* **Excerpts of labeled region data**

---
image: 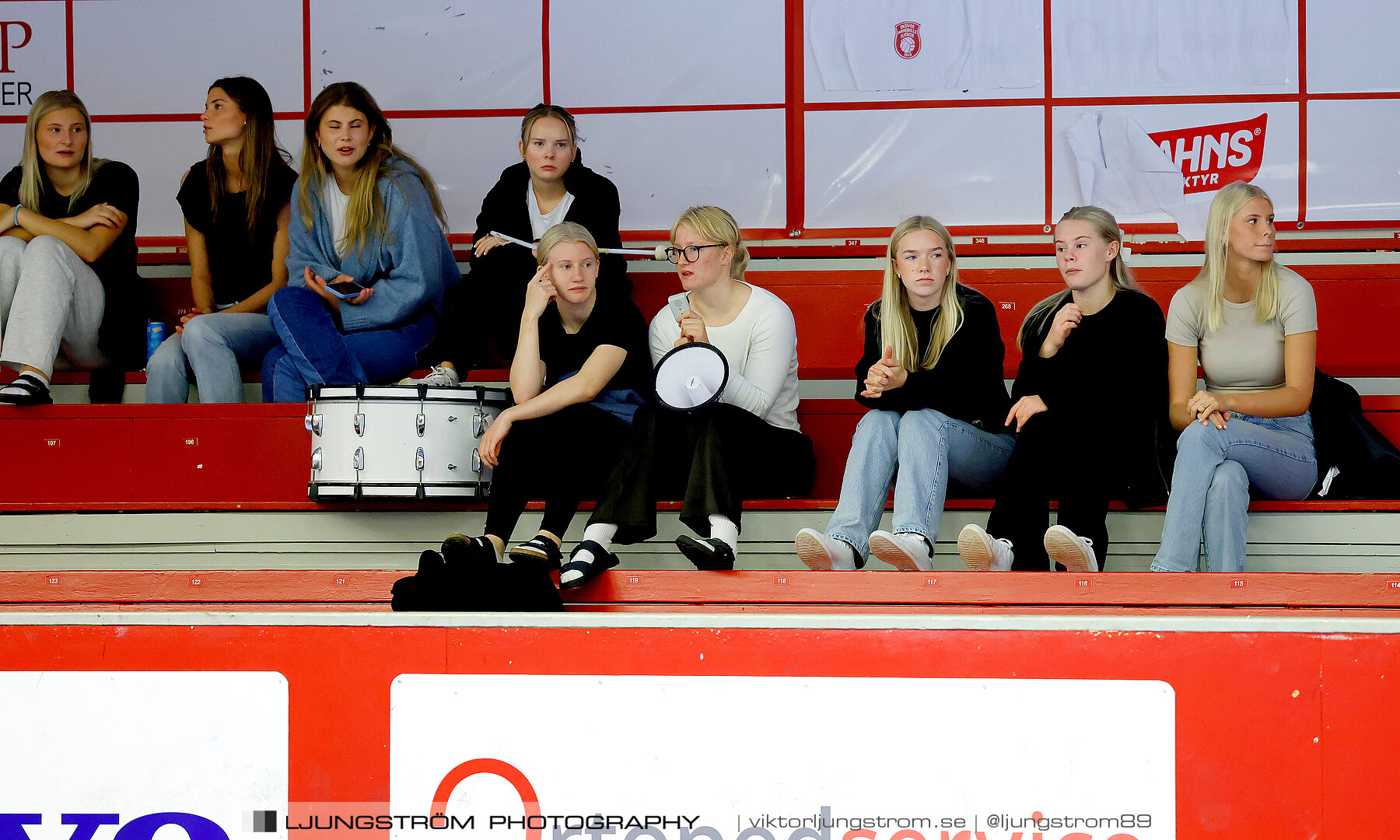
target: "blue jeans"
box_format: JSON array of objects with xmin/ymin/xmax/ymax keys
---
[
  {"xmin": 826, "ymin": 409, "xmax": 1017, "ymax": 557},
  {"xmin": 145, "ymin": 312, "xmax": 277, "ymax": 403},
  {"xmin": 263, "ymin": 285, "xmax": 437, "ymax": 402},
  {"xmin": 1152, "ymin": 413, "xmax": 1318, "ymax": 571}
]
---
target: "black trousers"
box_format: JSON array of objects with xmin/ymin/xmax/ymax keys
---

* **Stated exercise**
Can you write out all the rows again, substituting "query" for every "target" and keeping everything else the same? Leave the pictures out of your answer.

* **The reply**
---
image: 
query: "blue jeans"
box_format: JSON array of objects with xmin/ymin/xmax/ymax keys
---
[
  {"xmin": 826, "ymin": 409, "xmax": 1017, "ymax": 557},
  {"xmin": 145, "ymin": 312, "xmax": 277, "ymax": 403},
  {"xmin": 263, "ymin": 285, "xmax": 437, "ymax": 402},
  {"xmin": 1152, "ymin": 413, "xmax": 1318, "ymax": 571}
]
---
query: "black trousers"
box_format: JSON array of objects with xmin/ymin/xmax/ymax keys
---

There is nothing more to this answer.